### Task brief:
Beginning with the line where "# test: point out the flower" appears, retype every remaining line of the data below, both the first and last included.

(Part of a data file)
========
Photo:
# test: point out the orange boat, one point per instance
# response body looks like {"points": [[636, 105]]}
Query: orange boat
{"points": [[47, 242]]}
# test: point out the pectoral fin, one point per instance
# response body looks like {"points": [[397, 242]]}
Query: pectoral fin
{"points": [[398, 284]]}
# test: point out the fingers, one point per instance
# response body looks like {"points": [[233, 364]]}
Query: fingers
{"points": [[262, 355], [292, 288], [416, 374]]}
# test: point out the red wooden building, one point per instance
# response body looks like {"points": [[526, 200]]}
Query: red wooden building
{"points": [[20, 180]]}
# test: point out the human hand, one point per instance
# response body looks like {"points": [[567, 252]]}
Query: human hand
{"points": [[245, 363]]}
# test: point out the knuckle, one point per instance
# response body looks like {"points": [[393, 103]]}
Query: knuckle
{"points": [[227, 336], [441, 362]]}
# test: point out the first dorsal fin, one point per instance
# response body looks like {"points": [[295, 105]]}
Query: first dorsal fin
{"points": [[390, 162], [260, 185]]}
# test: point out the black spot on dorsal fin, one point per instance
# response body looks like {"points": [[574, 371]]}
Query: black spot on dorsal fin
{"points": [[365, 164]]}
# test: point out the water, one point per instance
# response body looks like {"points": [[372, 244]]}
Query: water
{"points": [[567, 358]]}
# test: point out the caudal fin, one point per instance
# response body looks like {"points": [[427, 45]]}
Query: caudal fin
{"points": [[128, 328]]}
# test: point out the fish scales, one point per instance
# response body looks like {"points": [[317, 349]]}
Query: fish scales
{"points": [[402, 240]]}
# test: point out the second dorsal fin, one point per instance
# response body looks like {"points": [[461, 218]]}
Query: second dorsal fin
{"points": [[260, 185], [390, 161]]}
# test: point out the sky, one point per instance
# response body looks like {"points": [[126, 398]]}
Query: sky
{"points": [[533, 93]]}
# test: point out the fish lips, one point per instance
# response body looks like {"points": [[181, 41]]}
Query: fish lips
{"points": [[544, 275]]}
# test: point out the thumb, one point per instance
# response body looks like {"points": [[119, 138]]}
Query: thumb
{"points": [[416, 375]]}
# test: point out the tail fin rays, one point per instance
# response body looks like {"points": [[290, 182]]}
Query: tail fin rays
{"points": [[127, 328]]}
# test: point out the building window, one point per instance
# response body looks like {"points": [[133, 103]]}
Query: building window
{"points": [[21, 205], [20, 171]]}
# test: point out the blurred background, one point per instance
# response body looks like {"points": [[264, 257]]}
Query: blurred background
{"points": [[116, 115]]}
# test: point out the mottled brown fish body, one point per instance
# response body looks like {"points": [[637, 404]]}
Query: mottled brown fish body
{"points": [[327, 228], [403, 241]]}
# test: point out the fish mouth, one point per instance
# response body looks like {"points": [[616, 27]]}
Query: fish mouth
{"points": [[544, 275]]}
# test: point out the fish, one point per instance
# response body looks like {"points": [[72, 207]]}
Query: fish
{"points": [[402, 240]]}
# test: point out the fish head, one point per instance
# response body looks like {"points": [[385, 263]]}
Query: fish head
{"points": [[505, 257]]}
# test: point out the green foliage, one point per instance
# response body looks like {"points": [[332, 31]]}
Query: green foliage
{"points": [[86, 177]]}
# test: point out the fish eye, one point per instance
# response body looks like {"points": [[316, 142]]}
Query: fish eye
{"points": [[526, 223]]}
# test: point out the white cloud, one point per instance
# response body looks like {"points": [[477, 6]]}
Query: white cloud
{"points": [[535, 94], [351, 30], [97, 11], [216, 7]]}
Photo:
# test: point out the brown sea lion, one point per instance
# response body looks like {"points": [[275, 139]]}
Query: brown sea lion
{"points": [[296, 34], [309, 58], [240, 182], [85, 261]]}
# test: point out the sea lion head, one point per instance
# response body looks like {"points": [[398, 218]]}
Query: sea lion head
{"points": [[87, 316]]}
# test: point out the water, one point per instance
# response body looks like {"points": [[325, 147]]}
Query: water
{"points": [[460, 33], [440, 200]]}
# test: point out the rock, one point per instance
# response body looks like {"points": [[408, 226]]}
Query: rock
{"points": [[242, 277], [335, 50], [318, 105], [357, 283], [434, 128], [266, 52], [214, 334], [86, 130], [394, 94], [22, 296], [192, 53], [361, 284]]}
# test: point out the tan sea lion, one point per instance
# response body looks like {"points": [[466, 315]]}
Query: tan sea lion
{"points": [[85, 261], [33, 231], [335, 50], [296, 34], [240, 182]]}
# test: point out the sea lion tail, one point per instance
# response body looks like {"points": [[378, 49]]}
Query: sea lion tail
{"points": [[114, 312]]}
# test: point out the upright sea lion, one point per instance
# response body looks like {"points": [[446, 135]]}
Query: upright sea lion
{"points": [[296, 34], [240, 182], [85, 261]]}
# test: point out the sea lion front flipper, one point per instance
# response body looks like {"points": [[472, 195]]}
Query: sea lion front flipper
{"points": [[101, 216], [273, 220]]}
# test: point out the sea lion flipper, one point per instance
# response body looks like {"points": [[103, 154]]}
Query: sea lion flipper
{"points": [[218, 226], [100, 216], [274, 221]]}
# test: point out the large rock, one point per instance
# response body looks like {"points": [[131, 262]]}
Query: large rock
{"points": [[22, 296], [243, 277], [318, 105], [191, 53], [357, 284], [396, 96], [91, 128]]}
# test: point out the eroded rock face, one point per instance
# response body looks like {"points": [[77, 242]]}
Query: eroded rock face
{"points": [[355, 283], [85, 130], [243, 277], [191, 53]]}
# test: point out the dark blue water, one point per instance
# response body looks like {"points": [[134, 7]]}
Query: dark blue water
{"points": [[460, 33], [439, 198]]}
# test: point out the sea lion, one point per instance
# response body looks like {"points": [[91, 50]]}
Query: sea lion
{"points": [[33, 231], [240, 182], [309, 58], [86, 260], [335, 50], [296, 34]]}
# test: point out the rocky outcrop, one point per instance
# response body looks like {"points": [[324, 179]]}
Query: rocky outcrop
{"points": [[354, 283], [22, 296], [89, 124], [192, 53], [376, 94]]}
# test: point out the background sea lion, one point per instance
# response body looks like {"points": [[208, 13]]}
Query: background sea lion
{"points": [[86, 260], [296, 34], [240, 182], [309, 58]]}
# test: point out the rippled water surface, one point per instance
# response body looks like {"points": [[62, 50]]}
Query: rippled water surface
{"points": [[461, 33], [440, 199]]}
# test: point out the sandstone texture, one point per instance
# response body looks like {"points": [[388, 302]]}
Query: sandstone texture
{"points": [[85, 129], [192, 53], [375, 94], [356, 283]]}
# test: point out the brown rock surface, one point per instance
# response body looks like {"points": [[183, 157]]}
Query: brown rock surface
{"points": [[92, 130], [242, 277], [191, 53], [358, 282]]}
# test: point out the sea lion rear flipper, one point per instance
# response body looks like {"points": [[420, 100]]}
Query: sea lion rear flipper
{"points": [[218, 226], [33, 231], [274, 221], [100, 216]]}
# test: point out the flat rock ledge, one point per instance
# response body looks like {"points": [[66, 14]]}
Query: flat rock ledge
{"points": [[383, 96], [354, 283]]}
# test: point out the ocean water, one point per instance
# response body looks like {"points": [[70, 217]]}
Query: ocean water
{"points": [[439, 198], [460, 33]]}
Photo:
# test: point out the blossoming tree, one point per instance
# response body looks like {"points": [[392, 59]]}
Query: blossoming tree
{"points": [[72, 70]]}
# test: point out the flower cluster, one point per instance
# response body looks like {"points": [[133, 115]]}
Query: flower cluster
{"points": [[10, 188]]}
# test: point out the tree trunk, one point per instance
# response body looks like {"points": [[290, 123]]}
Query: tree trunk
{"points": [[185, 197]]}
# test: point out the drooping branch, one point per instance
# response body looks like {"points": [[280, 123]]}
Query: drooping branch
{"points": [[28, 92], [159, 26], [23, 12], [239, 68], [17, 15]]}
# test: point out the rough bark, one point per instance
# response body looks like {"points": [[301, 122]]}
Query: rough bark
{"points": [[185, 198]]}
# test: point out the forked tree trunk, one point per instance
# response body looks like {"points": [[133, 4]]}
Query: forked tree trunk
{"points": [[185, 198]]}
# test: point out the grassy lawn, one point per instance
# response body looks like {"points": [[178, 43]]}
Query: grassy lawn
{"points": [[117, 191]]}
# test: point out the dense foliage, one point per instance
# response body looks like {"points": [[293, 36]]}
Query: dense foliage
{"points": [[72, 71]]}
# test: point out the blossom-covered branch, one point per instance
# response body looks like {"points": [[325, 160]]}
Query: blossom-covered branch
========
### Reply:
# test: point out the flower cluster, one point per instance
# response body looks like {"points": [[133, 115]]}
Query: flower cluster
{"points": [[10, 188]]}
# test: point out the tree trunk, one point per instance
# response body looks like {"points": [[290, 123]]}
Query: tree trunk
{"points": [[185, 197]]}
# test: point out the drooping branch, one point per instance
# response body looks like {"points": [[280, 123]]}
Query: drooping branch
{"points": [[28, 92], [159, 26], [23, 12], [239, 68], [17, 15]]}
# test: point out the rough bark, one point per instance
# response body looks like {"points": [[301, 122]]}
Query: rough bark
{"points": [[185, 198]]}
# test: point out the forked tree trunk, one point per instance
# response body looks like {"points": [[133, 4]]}
Query: forked tree trunk
{"points": [[185, 198]]}
# test: point out the grassy lawn, one point per instance
# response body looks like {"points": [[178, 43]]}
Query: grassy lawn
{"points": [[117, 191]]}
# test: point out the dense foliage, one point per instance
# response body looks like {"points": [[293, 36]]}
Query: dense foliage
{"points": [[72, 71]]}
# test: point out the blossom-covered branch, one point per instance
# response body looks like {"points": [[325, 160]]}
Query: blossom-covered branch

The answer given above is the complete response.